SUPPLIED DATA =>

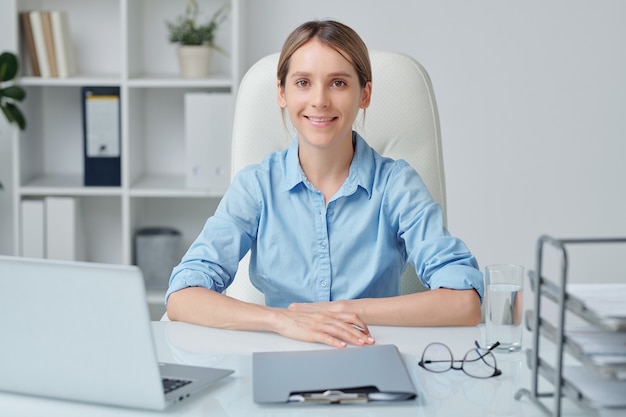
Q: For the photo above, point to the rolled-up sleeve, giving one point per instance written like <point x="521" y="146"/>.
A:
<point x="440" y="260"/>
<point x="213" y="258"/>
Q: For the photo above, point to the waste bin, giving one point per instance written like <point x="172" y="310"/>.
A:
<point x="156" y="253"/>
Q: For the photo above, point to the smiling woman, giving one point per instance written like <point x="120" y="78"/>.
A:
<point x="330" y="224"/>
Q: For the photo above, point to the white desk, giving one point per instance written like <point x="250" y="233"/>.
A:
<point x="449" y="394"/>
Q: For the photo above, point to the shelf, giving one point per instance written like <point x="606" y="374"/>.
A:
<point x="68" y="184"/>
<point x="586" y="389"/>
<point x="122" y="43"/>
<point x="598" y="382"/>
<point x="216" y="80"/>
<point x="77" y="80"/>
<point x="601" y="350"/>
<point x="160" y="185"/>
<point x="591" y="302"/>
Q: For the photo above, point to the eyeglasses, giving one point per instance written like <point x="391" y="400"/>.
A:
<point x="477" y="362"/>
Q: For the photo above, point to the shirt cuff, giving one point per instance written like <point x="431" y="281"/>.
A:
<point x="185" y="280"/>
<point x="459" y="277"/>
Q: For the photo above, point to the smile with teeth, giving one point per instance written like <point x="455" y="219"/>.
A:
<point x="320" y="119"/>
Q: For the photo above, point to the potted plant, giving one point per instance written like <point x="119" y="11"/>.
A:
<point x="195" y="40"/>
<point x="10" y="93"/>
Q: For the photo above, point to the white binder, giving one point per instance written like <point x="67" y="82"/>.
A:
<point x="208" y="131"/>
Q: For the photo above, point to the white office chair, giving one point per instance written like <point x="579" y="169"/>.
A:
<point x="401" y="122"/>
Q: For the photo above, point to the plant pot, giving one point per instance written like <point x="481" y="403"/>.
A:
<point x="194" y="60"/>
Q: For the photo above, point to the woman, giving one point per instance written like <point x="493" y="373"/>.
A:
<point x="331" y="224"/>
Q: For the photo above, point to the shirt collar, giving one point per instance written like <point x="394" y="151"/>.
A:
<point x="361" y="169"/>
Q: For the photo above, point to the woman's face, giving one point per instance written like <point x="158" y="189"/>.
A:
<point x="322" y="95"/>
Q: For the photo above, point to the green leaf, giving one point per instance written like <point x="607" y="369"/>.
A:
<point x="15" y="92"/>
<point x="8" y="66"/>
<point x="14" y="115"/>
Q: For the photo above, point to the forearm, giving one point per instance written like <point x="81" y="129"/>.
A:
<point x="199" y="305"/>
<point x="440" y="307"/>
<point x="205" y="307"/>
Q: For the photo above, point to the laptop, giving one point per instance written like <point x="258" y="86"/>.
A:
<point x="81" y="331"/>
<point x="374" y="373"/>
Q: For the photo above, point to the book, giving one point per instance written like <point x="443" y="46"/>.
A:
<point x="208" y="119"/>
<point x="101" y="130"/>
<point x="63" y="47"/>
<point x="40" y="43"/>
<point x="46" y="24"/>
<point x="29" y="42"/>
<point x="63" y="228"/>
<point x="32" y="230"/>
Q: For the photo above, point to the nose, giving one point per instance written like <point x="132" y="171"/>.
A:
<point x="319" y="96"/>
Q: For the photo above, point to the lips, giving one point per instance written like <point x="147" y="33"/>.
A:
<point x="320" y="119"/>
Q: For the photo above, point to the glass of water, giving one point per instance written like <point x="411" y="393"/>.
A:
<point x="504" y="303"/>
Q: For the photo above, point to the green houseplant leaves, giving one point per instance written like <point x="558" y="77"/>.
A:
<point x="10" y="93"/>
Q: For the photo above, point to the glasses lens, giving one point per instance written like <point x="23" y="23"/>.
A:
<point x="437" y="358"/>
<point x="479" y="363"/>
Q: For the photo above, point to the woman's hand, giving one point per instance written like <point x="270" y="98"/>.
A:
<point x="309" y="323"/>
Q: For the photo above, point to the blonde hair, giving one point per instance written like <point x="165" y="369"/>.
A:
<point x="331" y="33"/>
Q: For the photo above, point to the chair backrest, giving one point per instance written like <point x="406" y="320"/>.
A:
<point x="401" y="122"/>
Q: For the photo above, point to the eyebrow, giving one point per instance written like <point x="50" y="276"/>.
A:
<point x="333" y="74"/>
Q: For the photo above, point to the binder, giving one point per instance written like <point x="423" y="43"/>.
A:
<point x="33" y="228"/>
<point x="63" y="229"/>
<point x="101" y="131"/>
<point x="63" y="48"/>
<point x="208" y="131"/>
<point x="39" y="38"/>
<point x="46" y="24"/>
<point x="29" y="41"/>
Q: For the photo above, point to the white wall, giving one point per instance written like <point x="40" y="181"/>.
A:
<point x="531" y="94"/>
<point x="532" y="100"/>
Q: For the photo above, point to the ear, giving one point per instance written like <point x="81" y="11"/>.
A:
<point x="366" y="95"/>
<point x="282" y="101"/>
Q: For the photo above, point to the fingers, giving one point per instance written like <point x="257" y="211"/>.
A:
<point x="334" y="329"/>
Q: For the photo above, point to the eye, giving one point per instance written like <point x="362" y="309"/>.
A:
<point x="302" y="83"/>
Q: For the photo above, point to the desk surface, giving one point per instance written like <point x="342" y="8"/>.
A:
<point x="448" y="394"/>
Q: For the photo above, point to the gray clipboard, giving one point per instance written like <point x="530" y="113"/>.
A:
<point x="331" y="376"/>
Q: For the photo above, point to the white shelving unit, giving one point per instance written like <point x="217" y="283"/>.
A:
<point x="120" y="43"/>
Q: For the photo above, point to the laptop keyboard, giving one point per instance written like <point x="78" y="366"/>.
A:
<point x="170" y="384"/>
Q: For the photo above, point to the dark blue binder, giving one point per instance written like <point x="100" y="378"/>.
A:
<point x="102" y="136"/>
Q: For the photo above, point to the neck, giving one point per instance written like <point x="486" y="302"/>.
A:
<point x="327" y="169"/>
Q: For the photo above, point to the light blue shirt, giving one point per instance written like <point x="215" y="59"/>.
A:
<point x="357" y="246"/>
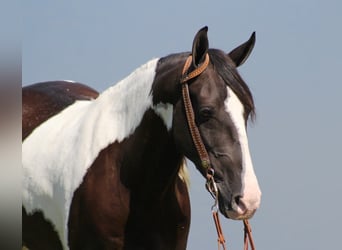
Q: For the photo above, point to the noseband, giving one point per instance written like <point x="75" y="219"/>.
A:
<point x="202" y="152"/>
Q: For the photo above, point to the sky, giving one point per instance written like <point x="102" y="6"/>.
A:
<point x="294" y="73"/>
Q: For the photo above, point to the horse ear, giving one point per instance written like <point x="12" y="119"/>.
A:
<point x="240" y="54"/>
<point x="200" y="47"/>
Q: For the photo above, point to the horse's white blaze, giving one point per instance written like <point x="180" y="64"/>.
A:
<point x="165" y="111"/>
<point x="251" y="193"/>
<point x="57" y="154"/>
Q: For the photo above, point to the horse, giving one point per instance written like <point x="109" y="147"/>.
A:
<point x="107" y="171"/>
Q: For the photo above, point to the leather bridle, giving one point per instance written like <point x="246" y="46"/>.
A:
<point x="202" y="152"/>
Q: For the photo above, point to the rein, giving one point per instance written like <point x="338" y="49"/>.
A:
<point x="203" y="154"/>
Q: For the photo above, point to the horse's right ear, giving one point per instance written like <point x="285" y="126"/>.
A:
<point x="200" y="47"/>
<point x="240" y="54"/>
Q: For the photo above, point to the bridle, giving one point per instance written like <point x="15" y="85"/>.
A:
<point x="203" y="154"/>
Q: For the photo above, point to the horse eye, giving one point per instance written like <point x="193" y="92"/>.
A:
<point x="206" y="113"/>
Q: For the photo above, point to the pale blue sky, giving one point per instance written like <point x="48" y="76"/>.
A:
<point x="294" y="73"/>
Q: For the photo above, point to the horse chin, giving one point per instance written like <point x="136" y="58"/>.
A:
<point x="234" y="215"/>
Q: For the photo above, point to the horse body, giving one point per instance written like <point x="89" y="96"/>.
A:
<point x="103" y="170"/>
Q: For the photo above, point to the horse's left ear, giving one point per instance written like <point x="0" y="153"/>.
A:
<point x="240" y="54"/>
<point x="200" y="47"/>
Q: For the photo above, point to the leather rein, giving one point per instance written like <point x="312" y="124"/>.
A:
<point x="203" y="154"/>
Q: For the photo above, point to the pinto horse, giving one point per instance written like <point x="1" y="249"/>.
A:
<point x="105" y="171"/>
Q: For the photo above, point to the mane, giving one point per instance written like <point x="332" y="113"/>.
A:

WHAT THE TASK REQUIRES =>
Scan the entries for the word "green". Report each line that has it.

TASK ANSWER =>
Q: For the photo above, point to the green leaf, giving one point per instance written like <point x="607" y="369"/>.
Q: For the photo above, point to the green houseplant leaves, giving one point per instance written like <point x="558" y="77"/>.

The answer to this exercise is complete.